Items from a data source
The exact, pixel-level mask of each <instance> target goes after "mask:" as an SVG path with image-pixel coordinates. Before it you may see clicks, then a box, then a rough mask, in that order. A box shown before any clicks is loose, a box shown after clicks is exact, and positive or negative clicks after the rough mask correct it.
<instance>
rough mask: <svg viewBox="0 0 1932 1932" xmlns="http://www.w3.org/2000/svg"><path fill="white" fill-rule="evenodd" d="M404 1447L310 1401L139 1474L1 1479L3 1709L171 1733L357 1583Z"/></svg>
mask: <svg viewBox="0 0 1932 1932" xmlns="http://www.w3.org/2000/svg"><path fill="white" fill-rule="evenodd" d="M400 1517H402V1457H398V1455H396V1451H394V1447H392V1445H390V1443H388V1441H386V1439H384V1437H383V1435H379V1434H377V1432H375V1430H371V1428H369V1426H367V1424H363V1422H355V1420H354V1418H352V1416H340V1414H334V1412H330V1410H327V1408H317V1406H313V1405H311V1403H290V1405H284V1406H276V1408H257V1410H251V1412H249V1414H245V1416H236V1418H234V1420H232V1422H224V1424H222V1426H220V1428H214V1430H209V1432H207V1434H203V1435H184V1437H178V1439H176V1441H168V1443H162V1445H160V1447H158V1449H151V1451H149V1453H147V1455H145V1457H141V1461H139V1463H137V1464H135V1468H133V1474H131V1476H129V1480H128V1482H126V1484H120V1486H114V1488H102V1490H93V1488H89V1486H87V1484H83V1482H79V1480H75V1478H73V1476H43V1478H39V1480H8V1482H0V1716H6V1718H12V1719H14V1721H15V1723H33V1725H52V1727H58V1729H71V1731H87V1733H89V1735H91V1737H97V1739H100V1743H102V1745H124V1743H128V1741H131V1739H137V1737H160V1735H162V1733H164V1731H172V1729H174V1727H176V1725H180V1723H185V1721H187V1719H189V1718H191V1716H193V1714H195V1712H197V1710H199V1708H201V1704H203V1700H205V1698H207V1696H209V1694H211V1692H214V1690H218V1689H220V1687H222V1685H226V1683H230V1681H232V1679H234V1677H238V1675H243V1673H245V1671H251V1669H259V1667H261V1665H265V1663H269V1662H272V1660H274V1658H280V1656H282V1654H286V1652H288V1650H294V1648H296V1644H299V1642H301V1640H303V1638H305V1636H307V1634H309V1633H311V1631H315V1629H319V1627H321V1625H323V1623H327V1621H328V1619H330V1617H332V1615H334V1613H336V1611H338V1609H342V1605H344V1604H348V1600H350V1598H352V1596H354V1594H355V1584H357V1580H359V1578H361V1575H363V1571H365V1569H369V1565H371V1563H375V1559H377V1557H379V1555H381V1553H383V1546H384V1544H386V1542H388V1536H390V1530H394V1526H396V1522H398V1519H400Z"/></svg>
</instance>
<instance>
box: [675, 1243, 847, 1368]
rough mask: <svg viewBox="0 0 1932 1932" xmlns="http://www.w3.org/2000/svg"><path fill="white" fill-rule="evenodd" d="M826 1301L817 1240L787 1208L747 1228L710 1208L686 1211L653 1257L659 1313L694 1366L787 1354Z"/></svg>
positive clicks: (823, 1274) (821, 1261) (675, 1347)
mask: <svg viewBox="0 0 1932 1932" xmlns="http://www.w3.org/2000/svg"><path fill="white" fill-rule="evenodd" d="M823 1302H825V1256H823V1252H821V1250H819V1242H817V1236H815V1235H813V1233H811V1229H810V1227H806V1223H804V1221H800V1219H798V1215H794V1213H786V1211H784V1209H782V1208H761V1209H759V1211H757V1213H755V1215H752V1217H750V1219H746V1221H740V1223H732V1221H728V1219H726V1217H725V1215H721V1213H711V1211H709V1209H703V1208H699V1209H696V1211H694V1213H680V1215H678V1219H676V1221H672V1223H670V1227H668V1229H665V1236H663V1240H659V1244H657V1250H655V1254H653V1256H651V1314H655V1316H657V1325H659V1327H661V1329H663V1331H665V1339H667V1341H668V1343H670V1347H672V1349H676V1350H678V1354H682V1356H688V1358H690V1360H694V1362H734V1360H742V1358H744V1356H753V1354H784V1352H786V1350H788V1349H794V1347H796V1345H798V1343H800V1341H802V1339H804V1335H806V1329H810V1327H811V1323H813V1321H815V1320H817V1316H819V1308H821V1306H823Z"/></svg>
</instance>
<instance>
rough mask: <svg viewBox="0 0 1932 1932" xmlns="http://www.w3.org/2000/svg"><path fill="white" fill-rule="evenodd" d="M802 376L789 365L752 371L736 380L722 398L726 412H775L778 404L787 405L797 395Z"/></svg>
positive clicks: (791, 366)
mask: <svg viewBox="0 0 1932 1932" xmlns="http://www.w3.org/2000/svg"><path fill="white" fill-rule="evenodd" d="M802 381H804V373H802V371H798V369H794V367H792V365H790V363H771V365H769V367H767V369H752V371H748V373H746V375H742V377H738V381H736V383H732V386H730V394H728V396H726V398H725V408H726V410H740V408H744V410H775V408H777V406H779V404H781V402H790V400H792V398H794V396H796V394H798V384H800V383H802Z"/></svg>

[Exercise brief] Return all of the entries exactly as they were supplied.

[Written response]
The exact, pixel-level mask of each <instance> target goes after "mask:" as an SVG path with image-pixel coordinates. Before it you may see clicks, then a box, then a rough mask, in that order. A box shown before any clicks is loose, a box shown after clicks is exact, and positive or negative clicks after the rough mask correct it.
<instance>
rough mask: <svg viewBox="0 0 1932 1932" xmlns="http://www.w3.org/2000/svg"><path fill="white" fill-rule="evenodd" d="M404 1447L310 1401L139 1474L1 1479L3 1709L171 1733L357 1583Z"/></svg>
mask: <svg viewBox="0 0 1932 1932" xmlns="http://www.w3.org/2000/svg"><path fill="white" fill-rule="evenodd" d="M400 1517H402V1457H398V1455H396V1451H394V1447H392V1445H390V1443H388V1441H386V1439H384V1437H383V1435H379V1434H377V1432H375V1430H371V1428H369V1426H367V1424H363V1422H355V1420H354V1418H352V1416H340V1414H334V1412H330V1410H327V1408H317V1406H313V1405H311V1403H290V1405H284V1406H276V1408H257V1410H251V1412H249V1414H245V1416H236V1418H234V1420H232V1422H224V1424H222V1426H220V1428H214V1430H209V1432H207V1434H203V1435H184V1437H178V1439H176V1441H168V1443H162V1445H160V1447H158V1449H151V1451H149V1453H147V1455H145V1457H141V1461H139V1463H137V1464H135V1468H133V1474H131V1476H129V1480H128V1482H126V1484H120V1486H114V1488H102V1490H93V1488H89V1486H87V1484H83V1482H79V1480H75V1478H73V1476H43V1478H39V1480H8V1482H0V1716H6V1718H12V1719H14V1721H15V1723H33V1725H52V1727H58V1729H71V1731H87V1733H89V1735H91V1737H97V1739H100V1743H102V1745H124V1743H128V1741H131V1739H137V1737H160V1735H162V1733H164V1731H172V1729H174V1727H176V1725H180V1723H185V1721H187V1719H189V1718H191V1716H193V1714H195V1712H197V1710H199V1708H201V1704H203V1700H205V1698H207V1696H209V1694H211V1692H214V1690H218V1689H220V1687H222V1685H226V1683H230V1681H232V1679H234V1677H238V1675H243V1673H245V1671H251V1669H259V1667H261V1665H265V1663H269V1662H272V1660H274V1658H280V1656H282V1654H286V1652H288V1650H294V1648H296V1644H299V1642H301V1640H303V1638H305V1636H307V1634H309V1633H311V1631H315V1629H319V1627H321V1625H323V1623H327V1621H328V1619H330V1617H332V1615H334V1613H336V1611H338V1609H342V1605H344V1604H348V1600H350V1598H352V1596H354V1594H355V1584H357V1580H359V1578H361V1575H363V1571H365V1569H369V1565H371V1563H375V1559H377V1557H379V1555H381V1553H383V1546H384V1544H386V1542H388V1536H390V1530H394V1526H396V1522H398V1519H400Z"/></svg>
</instance>
<instance>
box: [675, 1243, 847, 1368]
rough mask: <svg viewBox="0 0 1932 1932" xmlns="http://www.w3.org/2000/svg"><path fill="white" fill-rule="evenodd" d="M826 1301L817 1240L787 1208L747 1228L710 1208L686 1211L653 1257L659 1313L694 1366L787 1354Z"/></svg>
positive clicks: (823, 1274) (821, 1261) (675, 1347)
mask: <svg viewBox="0 0 1932 1932" xmlns="http://www.w3.org/2000/svg"><path fill="white" fill-rule="evenodd" d="M823 1302H825V1256H823V1252H821V1250H819V1242H817V1236H815V1235H813V1233H811V1229H810V1227H806V1223H804V1221H800V1219H798V1215H794V1213H786V1211H784V1209H782V1208H761V1209H759V1211H757V1213H755V1215H752V1217H750V1219H746V1221H740V1223H732V1221H728V1219H726V1217H725V1215H721V1213H711V1211H709V1209H703V1208H699V1209H696V1211H694V1213H680V1215H678V1219H676V1221H672V1223H670V1227H668V1229H665V1236H663V1240H659V1244H657V1250H655V1254H653V1256H651V1314H655V1316H657V1325H659V1327H661V1329H663V1331H665V1339H667V1341H668V1343H670V1347H672V1349H676V1350H678V1354H682V1356H688V1358H690V1360H694V1362H734V1360H742V1358H744V1356H753V1354H784V1352H786V1350H788V1349H794V1347H796V1345H798V1343H800V1341H802V1339H804V1335H806V1329H810V1327H811V1323H813V1321H815V1320H817V1316H819V1308H821V1306H823Z"/></svg>
</instance>
<instance>
rough mask: <svg viewBox="0 0 1932 1932" xmlns="http://www.w3.org/2000/svg"><path fill="white" fill-rule="evenodd" d="M802 376L789 365L752 371L736 380L722 398L726 412H775L778 404L787 405L797 395Z"/></svg>
positive clicks: (791, 366)
mask: <svg viewBox="0 0 1932 1932" xmlns="http://www.w3.org/2000/svg"><path fill="white" fill-rule="evenodd" d="M802 381H804V373H802V371H798V369H794V367H792V365H790V363H771V365H769V367H767V369H752V371H748V373H746V375H742V377H738V381H736V383H732V386H730V394H728V396H726V398H725V408H726V410H740V408H744V410H775V408H777V406H779V404H781V402H790V400H792V398H794V396H796V394H798V384H800V383H802Z"/></svg>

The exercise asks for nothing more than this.